- Selection -
....

# NFL Sunday Ticket: $20/Mo off early bird available.



## TonyTheTiger (Dec 22, 2006)

Following a posting on Slickdeals, I called D* and was offered $20 off per month for 6 months, making Sunday Ticket a total of $150.

However, they wanted another $16.50/Mo for Superfan and wouldn't budge. Others are reporting getting the whole package for the $24.99/Mo, so YMMV, but it's definitely worth a call.

I refused the deal and will cancel if nothing better is available closer to opening day.

If you do call, post here and let us know what you got.


----------



## Lopey (Feb 12, 2004)

They tried this deal with me with MLB, with the added stuff, but I don't have a HD TV and wouldn't take the extra stuff out so I declined.


----------



## chengka (Jan 14, 2002)

After reading this, I called to cancel NFL Sunday Ticket. I said it was too expensive, which it is. She offered me $10/month off. I said no. She offered me $20/month off. I said, with SuperFan, she said ok!

....

- Extracted information -
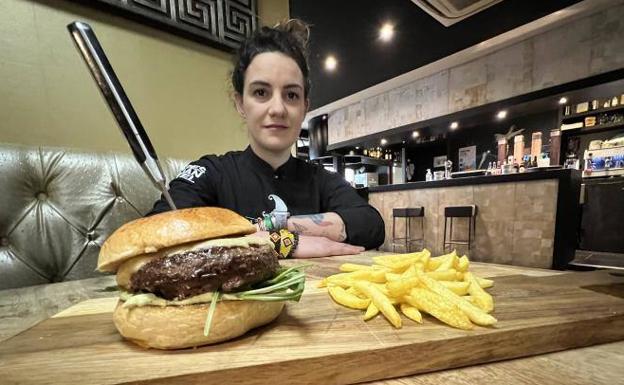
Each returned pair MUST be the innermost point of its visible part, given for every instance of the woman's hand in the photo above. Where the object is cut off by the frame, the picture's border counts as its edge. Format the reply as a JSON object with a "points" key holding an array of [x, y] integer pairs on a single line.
{"points": [[315, 247]]}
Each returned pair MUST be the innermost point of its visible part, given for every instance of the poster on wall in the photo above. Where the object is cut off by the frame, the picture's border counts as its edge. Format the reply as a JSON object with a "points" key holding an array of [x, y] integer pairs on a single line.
{"points": [[438, 161], [467, 158]]}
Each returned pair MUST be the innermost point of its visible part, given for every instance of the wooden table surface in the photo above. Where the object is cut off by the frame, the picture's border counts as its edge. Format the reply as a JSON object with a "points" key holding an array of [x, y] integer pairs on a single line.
{"points": [[22, 308]]}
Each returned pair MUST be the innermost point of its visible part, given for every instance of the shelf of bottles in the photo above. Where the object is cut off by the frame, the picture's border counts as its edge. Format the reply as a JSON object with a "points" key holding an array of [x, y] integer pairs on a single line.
{"points": [[381, 153], [606, 113]]}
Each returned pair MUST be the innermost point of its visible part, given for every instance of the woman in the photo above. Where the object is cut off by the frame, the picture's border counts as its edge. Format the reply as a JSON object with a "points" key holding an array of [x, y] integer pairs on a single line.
{"points": [[271, 87]]}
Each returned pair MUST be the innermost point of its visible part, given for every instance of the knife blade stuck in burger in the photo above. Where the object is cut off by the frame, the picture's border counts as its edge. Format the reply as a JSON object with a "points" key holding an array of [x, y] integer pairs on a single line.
{"points": [[191, 277]]}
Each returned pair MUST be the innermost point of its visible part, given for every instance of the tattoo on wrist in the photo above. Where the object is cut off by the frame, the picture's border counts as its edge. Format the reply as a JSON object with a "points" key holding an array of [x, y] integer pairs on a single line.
{"points": [[299, 228], [317, 219]]}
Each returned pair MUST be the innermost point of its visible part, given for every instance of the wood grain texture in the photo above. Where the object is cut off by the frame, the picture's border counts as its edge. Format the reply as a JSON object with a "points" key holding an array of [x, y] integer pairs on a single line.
{"points": [[316, 341]]}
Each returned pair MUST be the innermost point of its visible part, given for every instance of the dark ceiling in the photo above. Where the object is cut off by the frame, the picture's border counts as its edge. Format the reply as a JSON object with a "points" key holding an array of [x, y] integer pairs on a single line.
{"points": [[348, 30]]}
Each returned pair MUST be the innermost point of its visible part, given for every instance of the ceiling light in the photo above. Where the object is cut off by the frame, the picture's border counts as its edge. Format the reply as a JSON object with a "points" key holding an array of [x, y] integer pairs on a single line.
{"points": [[386, 32], [331, 63]]}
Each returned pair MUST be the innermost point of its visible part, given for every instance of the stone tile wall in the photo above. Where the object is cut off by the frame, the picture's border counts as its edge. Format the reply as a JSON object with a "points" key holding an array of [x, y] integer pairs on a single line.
{"points": [[515, 223], [584, 47]]}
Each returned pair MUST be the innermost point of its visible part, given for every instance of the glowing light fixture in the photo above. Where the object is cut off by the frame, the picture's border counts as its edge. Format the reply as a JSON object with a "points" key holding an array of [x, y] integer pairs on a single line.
{"points": [[331, 63], [386, 32]]}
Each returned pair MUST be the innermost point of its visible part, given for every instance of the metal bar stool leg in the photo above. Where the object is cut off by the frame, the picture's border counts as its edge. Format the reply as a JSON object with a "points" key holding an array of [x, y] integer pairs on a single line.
{"points": [[407, 225], [393, 234], [469, 234], [444, 239]]}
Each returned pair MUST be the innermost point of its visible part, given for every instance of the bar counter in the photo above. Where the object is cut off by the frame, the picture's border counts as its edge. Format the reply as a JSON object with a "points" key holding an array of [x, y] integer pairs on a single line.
{"points": [[22, 308], [526, 219]]}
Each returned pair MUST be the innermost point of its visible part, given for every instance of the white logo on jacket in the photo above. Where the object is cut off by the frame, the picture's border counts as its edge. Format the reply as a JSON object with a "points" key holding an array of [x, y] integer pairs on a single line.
{"points": [[191, 172]]}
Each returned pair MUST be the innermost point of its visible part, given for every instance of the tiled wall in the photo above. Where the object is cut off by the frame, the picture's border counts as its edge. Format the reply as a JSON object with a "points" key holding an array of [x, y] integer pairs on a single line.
{"points": [[581, 48], [515, 222]]}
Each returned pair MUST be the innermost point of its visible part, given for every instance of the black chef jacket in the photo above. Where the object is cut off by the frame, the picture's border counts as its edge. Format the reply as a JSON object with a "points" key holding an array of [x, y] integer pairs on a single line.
{"points": [[242, 182]]}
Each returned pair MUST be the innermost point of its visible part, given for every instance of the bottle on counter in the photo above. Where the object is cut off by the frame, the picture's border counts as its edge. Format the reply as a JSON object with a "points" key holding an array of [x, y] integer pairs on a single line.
{"points": [[536, 143], [502, 150], [589, 164], [518, 148]]}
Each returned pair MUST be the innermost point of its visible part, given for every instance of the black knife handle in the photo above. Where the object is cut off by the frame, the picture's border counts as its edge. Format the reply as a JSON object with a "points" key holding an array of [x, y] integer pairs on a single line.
{"points": [[114, 94]]}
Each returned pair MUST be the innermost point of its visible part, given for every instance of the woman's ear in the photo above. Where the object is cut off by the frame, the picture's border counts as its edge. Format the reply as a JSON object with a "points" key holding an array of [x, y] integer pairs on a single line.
{"points": [[238, 101]]}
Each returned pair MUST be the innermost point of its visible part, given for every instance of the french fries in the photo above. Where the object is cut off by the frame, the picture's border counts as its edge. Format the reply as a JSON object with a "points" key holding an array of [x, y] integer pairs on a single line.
{"points": [[411, 284], [343, 298]]}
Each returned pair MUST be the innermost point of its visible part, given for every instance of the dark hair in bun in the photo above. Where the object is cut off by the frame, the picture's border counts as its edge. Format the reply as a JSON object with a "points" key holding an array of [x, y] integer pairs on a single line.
{"points": [[289, 37]]}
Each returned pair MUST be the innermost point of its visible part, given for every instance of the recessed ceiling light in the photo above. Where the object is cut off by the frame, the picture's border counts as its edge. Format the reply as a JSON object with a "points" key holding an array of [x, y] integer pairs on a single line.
{"points": [[386, 32], [331, 63]]}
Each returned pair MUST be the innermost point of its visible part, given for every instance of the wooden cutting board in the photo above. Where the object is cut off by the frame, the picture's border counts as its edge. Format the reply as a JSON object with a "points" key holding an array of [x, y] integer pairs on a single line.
{"points": [[317, 341]]}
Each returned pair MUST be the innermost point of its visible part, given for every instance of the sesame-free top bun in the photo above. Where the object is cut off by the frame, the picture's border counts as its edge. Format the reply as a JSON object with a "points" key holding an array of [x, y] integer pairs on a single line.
{"points": [[176, 327], [171, 228]]}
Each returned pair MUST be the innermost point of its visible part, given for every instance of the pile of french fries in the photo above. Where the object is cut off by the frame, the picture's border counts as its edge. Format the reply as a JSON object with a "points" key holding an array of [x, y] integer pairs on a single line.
{"points": [[414, 283]]}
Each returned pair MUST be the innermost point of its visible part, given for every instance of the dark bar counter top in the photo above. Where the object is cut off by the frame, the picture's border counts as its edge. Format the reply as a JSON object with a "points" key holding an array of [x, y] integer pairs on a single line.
{"points": [[525, 219], [564, 175]]}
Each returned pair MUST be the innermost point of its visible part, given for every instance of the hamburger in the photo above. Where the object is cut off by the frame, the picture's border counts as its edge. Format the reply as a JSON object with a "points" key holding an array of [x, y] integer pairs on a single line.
{"points": [[191, 277]]}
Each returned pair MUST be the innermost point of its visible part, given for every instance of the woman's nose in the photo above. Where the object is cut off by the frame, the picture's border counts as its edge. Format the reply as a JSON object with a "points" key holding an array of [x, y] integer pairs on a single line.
{"points": [[277, 107]]}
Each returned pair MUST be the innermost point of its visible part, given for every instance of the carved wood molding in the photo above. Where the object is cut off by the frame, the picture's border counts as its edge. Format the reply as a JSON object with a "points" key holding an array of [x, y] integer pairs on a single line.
{"points": [[220, 23]]}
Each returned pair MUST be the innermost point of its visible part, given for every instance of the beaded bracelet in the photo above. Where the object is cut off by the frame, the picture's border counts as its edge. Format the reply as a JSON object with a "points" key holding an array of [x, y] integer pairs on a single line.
{"points": [[284, 242]]}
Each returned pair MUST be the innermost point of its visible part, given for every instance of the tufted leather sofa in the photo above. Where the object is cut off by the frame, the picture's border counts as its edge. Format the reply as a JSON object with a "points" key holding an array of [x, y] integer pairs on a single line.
{"points": [[57, 206]]}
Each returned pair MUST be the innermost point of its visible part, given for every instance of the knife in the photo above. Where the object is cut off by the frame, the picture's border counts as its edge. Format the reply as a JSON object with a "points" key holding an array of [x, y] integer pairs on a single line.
{"points": [[119, 104]]}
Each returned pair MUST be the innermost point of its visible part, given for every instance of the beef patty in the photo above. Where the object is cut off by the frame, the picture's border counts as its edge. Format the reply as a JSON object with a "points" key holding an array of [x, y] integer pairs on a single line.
{"points": [[226, 269]]}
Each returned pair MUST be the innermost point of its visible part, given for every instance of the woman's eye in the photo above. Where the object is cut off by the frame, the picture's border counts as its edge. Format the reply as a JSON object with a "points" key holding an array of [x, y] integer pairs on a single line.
{"points": [[292, 95], [260, 92]]}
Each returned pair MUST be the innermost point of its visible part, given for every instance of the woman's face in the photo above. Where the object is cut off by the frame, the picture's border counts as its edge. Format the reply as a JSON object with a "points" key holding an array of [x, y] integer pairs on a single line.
{"points": [[273, 102]]}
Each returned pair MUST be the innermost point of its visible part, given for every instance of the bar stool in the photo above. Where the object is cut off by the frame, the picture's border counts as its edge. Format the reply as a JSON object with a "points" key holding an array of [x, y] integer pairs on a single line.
{"points": [[408, 214], [450, 212]]}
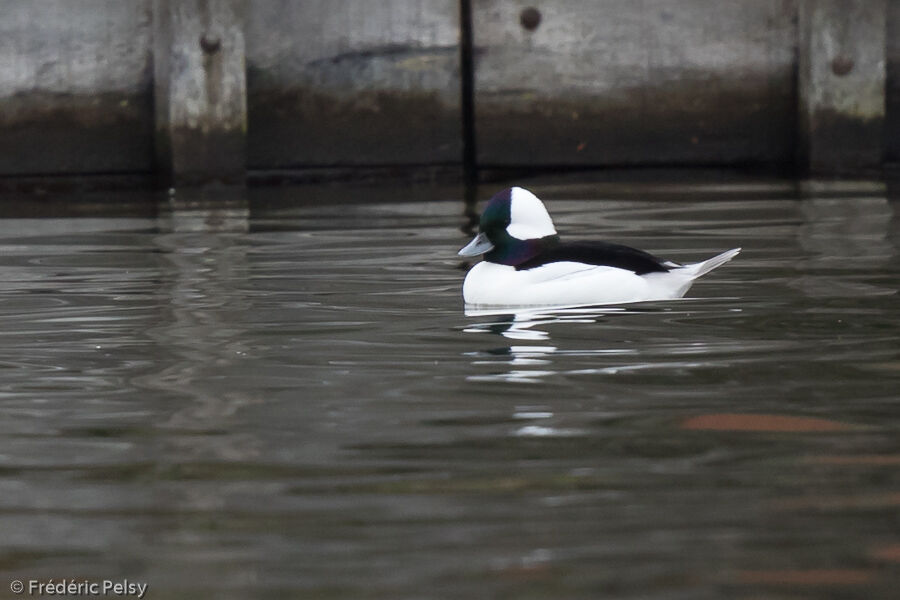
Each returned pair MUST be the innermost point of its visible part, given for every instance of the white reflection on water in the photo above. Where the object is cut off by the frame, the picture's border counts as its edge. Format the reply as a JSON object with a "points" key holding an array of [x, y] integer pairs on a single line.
{"points": [[520, 324]]}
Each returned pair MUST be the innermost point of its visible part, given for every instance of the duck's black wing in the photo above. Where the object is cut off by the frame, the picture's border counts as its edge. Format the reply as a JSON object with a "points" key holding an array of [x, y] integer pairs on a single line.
{"points": [[601, 254]]}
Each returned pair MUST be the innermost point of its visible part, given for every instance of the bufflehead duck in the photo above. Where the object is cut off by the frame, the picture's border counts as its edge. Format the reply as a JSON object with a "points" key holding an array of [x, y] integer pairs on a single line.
{"points": [[526, 264]]}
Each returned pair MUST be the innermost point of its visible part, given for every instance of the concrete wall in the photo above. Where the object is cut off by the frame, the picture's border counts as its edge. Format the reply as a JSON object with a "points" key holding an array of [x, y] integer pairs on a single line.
{"points": [[356, 83], [623, 82], [350, 82], [75, 86]]}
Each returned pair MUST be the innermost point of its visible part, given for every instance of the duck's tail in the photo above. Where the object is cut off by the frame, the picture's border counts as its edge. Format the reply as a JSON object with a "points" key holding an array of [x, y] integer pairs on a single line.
{"points": [[695, 270]]}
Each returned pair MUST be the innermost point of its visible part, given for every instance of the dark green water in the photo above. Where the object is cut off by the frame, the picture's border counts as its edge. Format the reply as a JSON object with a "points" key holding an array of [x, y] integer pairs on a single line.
{"points": [[286, 399]]}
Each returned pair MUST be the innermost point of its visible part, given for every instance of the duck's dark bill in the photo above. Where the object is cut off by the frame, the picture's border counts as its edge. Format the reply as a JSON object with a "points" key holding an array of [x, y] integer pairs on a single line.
{"points": [[479, 245]]}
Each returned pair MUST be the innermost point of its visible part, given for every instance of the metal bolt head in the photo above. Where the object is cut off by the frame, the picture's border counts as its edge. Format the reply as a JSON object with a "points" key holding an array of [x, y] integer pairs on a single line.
{"points": [[530, 18], [209, 43]]}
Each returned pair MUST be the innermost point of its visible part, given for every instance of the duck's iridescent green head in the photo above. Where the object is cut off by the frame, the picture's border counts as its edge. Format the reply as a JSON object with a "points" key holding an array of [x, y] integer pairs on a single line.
{"points": [[513, 228]]}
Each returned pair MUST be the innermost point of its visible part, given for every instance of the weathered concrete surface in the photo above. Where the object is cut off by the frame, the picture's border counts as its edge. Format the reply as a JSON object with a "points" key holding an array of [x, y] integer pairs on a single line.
{"points": [[353, 82], [841, 79], [618, 82], [200, 90], [358, 83], [75, 87]]}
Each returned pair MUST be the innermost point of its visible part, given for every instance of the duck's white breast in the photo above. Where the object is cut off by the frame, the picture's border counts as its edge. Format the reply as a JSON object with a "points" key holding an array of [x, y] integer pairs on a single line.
{"points": [[560, 283]]}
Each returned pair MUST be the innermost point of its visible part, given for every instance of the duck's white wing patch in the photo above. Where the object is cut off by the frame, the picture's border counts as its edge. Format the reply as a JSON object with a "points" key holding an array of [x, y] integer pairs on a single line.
{"points": [[565, 271]]}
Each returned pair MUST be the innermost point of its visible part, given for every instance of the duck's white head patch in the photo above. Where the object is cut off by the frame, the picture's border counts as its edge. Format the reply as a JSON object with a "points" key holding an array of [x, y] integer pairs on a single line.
{"points": [[528, 219]]}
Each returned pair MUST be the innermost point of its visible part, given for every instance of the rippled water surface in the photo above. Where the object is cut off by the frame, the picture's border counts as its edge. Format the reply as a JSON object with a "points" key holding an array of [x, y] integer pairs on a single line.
{"points": [[286, 398]]}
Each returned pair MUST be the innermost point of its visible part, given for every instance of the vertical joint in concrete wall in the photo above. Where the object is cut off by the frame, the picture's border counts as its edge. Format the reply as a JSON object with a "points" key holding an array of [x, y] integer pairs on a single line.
{"points": [[200, 91], [841, 79]]}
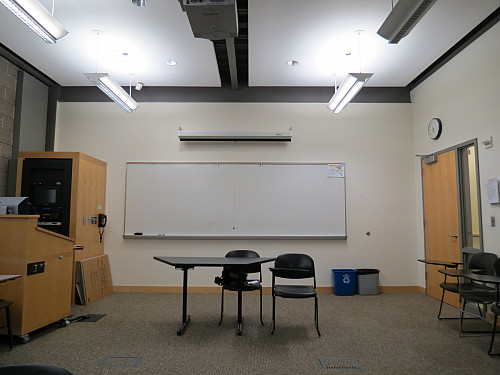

....

- Problems -
1. In the Sunday Ticket thread, turn the paragraph that begins "After reading this, I called" into a short numbered list of what happened on the call.
2. Answer these from the Sunday Ticket thread, marking each answer with the same letter:
(a) For how many months was TonyTheTiger offered $20 off?
(b) Why did Lopey turn down the MLB deal?
(c) What was the first discount chengka was offered?
3. Carry the Sunday Ticket forum thread forward from its last post.

- The responses -
1.
1. Called to cancel NFL Sunday Ticket, saying it was too expensive.
2. Was offered $10/month off and said no.
3. Was offered $20/month off.
4. Asked for SuperFan too, and the agent agreed.

2.
(a) 6 months.
(b) Lopey doesn't have an HD TV, and they wouldn't take the extra stuff out.
(c) $10/month off.

3.
I think $150 for NFL ST + SF is a fair price. The standard pricing is highway robbery.

Good luck.


----------



## TonyTheTiger (Dec 22, 2006)

Bump to say I eventually got the deal. I was told by a "supervisor" last time I called that I could have the $20 off per month, but I was going to have to pay for Superfan and she'd noted my account that I was not to get it for free.

I called today and simply told the CSR I was trying to save some money and, without any problem, got the $20 off per month, free Superfan and Starz free for three months.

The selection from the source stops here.